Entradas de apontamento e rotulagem
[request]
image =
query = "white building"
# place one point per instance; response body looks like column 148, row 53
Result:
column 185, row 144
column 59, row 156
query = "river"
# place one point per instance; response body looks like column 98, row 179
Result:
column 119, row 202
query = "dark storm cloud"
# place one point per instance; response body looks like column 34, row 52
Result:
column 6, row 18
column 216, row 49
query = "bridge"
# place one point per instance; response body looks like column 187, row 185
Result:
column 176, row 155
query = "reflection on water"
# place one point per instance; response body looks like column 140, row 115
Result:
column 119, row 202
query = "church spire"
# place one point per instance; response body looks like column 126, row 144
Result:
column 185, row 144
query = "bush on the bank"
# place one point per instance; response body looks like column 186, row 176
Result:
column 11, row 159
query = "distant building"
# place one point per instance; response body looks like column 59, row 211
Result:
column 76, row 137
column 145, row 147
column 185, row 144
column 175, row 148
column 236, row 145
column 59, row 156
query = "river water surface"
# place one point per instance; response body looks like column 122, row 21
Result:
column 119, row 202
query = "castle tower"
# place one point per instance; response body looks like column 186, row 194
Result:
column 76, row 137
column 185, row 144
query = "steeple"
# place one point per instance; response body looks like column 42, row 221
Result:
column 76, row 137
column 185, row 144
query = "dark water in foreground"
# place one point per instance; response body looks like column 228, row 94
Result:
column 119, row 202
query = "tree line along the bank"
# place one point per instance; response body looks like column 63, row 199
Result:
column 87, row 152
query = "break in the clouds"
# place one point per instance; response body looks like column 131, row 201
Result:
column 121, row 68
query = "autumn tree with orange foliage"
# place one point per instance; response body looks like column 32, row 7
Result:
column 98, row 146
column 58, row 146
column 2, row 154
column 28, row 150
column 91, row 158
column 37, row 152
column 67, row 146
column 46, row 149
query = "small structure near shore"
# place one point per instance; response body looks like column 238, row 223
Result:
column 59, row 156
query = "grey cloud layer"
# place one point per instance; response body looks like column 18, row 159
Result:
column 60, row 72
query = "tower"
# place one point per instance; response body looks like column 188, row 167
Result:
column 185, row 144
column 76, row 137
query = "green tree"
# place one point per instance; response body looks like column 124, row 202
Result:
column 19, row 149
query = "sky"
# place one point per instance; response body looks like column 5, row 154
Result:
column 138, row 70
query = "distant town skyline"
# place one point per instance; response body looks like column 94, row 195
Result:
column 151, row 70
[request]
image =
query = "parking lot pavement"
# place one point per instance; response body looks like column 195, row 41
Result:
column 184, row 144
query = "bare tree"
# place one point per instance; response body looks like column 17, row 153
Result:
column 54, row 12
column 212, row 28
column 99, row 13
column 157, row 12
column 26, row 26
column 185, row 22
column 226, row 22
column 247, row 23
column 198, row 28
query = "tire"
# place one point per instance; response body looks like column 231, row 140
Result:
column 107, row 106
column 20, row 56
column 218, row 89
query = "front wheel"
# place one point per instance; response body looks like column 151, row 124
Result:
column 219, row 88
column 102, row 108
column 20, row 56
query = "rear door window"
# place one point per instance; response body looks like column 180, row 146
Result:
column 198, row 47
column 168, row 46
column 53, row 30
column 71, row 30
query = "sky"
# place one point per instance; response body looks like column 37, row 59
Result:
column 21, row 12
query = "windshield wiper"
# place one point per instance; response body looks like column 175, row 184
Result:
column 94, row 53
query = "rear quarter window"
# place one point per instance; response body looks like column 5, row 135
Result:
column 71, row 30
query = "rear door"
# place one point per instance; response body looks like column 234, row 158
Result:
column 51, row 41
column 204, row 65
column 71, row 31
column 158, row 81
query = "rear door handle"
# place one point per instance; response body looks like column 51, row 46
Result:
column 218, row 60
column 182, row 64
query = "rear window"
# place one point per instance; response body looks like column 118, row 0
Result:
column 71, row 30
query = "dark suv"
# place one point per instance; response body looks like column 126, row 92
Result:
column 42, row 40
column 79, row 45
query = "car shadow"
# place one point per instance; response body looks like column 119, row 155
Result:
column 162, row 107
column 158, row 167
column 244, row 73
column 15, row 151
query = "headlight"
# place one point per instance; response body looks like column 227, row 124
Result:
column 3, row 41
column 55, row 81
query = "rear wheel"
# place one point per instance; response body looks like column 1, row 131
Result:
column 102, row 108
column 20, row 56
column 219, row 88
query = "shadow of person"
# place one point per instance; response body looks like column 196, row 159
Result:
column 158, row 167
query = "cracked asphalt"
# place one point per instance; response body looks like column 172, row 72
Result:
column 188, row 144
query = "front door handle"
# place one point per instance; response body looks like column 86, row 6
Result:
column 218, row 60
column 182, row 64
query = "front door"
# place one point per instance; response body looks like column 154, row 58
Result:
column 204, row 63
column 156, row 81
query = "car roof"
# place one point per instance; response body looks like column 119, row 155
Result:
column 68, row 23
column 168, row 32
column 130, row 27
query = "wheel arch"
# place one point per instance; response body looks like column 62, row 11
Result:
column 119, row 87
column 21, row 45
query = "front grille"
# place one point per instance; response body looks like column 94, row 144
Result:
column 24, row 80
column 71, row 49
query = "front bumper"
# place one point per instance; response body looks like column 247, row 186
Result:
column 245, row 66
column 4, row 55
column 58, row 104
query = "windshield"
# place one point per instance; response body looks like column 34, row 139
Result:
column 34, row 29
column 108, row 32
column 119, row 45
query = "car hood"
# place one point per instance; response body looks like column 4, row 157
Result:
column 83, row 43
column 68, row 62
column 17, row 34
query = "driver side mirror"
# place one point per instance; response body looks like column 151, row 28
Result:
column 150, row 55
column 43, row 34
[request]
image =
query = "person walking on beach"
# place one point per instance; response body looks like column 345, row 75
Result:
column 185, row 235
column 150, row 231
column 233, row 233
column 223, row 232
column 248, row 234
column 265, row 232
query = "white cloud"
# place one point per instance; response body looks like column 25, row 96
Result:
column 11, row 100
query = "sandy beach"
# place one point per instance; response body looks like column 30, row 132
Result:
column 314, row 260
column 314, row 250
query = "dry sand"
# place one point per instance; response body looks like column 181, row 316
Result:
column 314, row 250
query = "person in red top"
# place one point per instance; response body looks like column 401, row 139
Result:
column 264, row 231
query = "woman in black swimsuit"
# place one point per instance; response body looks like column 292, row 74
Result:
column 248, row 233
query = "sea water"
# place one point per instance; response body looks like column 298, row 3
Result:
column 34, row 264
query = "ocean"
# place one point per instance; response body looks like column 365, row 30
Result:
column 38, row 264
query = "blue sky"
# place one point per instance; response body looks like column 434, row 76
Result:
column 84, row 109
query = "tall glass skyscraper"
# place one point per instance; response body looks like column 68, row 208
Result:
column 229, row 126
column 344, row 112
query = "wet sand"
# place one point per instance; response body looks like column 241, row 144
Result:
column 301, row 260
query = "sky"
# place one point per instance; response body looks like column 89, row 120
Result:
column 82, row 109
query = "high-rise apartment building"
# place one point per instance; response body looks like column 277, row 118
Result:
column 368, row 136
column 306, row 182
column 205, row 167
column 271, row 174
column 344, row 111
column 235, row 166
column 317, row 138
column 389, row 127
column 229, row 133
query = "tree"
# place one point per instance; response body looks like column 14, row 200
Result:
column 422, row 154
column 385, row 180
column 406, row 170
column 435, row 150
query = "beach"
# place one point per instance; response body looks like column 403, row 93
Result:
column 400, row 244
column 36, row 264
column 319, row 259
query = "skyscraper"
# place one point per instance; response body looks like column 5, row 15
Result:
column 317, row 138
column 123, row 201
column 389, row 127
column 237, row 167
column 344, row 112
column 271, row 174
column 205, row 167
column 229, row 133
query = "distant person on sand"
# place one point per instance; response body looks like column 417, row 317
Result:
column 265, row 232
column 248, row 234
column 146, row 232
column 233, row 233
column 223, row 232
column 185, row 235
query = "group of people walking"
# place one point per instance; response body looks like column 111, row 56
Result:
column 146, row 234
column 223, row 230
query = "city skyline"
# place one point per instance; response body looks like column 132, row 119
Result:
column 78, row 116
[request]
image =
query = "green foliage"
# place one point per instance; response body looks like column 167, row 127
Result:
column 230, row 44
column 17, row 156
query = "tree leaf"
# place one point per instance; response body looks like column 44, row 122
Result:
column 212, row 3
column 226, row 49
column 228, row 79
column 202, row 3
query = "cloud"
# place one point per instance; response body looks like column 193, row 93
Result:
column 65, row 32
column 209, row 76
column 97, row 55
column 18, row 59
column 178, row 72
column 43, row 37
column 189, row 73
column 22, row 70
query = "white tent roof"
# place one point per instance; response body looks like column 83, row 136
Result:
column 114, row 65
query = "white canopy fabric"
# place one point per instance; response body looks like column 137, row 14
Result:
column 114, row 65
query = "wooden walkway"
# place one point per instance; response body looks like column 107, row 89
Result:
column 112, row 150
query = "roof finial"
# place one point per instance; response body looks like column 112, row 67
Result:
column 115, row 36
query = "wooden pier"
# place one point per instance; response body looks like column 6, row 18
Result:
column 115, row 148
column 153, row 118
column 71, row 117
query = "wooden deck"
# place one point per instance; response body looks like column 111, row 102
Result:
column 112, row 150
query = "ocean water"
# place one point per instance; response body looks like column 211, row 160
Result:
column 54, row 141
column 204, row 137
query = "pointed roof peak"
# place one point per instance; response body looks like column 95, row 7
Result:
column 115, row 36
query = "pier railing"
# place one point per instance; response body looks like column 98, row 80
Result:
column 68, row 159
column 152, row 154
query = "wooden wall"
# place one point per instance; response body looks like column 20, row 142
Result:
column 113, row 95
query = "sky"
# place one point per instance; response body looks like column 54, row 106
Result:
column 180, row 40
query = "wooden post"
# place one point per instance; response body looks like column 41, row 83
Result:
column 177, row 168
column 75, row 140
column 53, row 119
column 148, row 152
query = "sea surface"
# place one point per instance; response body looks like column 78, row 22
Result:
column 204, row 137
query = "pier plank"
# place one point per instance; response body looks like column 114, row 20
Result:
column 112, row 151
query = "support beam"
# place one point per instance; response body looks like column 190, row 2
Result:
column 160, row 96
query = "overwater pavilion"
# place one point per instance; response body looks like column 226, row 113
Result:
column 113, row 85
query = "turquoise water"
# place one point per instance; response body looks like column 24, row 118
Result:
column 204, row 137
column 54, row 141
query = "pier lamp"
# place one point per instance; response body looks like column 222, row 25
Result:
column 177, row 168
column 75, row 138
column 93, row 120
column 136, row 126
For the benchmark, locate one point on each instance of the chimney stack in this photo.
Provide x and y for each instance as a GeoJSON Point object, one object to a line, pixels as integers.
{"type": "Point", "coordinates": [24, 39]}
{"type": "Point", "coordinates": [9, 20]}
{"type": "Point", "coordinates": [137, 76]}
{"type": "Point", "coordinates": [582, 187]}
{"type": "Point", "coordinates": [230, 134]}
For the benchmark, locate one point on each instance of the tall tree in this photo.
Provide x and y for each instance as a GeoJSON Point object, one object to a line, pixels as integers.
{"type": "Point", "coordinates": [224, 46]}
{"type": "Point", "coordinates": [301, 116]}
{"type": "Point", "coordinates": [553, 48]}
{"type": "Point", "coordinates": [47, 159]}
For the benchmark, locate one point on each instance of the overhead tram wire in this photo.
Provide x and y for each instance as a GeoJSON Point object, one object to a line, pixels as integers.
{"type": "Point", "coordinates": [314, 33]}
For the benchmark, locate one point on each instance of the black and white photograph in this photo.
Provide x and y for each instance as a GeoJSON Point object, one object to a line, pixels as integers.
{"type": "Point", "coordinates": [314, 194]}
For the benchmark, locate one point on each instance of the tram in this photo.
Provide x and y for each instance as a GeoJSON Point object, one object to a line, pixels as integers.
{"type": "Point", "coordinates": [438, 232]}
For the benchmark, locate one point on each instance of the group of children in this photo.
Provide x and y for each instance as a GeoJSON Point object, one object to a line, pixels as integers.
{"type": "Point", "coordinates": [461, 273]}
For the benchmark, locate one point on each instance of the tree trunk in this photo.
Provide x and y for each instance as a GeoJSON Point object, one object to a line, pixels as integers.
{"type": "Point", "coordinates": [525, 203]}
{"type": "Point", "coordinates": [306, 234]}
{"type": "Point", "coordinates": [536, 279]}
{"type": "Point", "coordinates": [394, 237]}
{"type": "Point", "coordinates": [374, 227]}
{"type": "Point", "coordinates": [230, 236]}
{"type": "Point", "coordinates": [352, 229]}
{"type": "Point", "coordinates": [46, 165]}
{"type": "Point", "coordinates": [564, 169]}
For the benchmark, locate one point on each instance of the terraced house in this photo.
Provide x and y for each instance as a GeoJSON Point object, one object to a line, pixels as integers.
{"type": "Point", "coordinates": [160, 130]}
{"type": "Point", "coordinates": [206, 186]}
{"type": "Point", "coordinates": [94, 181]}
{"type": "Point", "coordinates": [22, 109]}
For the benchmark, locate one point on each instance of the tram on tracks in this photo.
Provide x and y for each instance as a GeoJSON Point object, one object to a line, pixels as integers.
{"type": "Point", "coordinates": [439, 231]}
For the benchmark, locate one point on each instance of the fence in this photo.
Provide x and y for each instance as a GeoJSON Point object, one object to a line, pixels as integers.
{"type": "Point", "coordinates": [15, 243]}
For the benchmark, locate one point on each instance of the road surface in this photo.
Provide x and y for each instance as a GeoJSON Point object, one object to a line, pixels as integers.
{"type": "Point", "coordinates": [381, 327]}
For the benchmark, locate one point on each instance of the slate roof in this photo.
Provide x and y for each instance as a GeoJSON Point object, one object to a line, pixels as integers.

- **Instruções de trabalho**: Duplique sem nenhuma alteração as linhas dos registros que começam no início e terminam na linha que contém "column 121, row 68", incluindo ambas as extremidades.

- **Solução abaixo**:
[request]
image =
query = "white building"
# place one point per instance; response body looks like column 148, row 53
Result:
column 185, row 144
column 59, row 156
query = "river"
# place one point per instance; response body looks like column 98, row 179
Result:
column 119, row 202
query = "dark storm cloud"
# place one point per instance; response body looks like column 34, row 52
Result:
column 6, row 18
column 216, row 49
query = "bridge"
# place one point per instance; response body looks like column 187, row 185
Result:
column 176, row 155
query = "reflection on water"
# place one point per instance; response body looks like column 140, row 115
Result:
column 119, row 202
query = "church spire"
# place one point per instance; response body looks like column 126, row 144
Result:
column 185, row 144
query = "bush on the bank"
# place one point per instance; response body looks like column 186, row 176
Result:
column 11, row 159
query = "distant building"
# place one point per instance; response body looks like column 59, row 211
Result:
column 76, row 137
column 145, row 147
column 185, row 144
column 175, row 148
column 236, row 145
column 59, row 156
query = "river water surface"
# place one point per instance; response body looks like column 122, row 21
Result:
column 119, row 202
query = "castle tower"
# place one point per instance; response body looks like column 186, row 194
Result:
column 76, row 137
column 185, row 144
query = "steeple"
# place one point per instance; response body looks like column 42, row 221
Result:
column 76, row 137
column 185, row 144
query = "dark water in foreground"
# place one point per instance; response body looks like column 228, row 94
Result:
column 119, row 202
query = "tree line along the bank"
# place one point per instance; response body looks like column 63, row 199
Result:
column 87, row 152
query = "break in the clouds"
# place one point per instance; response body looks like column 131, row 201
Result:
column 121, row 68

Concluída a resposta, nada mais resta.